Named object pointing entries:
(begin)

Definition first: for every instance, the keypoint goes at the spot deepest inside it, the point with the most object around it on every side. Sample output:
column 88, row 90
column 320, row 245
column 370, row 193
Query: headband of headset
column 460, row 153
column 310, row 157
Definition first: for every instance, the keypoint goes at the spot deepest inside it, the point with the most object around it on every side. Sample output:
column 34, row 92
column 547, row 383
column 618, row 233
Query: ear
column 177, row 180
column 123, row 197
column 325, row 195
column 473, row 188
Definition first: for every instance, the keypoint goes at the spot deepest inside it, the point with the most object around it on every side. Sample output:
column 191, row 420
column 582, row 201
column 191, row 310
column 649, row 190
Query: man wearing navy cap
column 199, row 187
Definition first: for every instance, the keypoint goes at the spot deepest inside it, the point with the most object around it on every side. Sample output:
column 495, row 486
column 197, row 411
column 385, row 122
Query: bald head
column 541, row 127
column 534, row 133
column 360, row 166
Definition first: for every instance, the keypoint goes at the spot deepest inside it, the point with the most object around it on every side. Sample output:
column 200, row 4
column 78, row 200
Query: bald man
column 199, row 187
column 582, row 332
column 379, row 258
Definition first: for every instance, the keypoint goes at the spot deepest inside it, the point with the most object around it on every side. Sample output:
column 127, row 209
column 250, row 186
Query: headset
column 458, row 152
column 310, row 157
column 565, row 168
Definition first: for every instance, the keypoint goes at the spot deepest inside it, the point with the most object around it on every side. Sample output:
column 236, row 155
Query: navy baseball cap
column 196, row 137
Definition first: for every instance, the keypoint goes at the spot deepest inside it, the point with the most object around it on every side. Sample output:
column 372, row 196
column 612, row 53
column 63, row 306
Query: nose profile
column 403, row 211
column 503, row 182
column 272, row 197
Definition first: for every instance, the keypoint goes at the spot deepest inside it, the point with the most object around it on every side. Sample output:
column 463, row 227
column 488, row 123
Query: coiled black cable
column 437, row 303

(end)

What the task requires: Give the listing above again, word for word.

Response to this exercise:
Definition first: for every instance, the keypoint goes at the spot deepest inside it, the point with the most object around it on every side. Sample output:
column 88, row 90
column 320, row 245
column 370, row 193
Query: headband of headset
column 460, row 153
column 310, row 157
Definition first: for every instance, the keypoint goes at the spot deepest inside it, the point with the most object around it on every side. Sample output:
column 34, row 92
column 547, row 383
column 618, row 233
Query: ear
column 177, row 180
column 123, row 197
column 325, row 195
column 473, row 188
Definition first: for every instance, the keypoint goes at the spot deepest inside it, the point with the most object around it on every side. Sample output:
column 191, row 420
column 582, row 201
column 191, row 310
column 649, row 190
Query: man wearing navy cap
column 199, row 187
Definition first: for every instance, the keypoint goes at the spot deepest inside it, the point with the most object around it on every side. Sample output:
column 495, row 486
column 197, row 411
column 385, row 122
Query: bald head
column 541, row 127
column 534, row 133
column 360, row 166
Definition first: for every instance, the keypoint goes at the spot deepest inside it, the point with the most object around it on every side. Sample output:
column 200, row 4
column 78, row 200
Query: bald man
column 199, row 187
column 582, row 332
column 379, row 258
Definition first: for every instance, the keypoint goes at the spot deepest inside it, the point with the most object around it on every side. Sample output:
column 127, row 209
column 250, row 186
Query: headset
column 458, row 152
column 310, row 157
column 565, row 168
Definition first: for every instance, the keypoint goes at the spot deepest inside it, the point with the most object around it on every side. Sample output:
column 236, row 155
Query: navy baseball cap
column 196, row 137
Definition first: for every instance, the keypoint goes at the spot deepest inside it, the point with the most object around it on every side. Sample output:
column 372, row 196
column 612, row 53
column 63, row 306
Query: nose profile
column 403, row 211
column 503, row 182
column 272, row 197
Definition first: for every instance, the keypoint goes at the spot deepest inside it, the point with the most object around it on every side. Sample output:
column 463, row 227
column 488, row 123
Query: coiled black cable
column 437, row 303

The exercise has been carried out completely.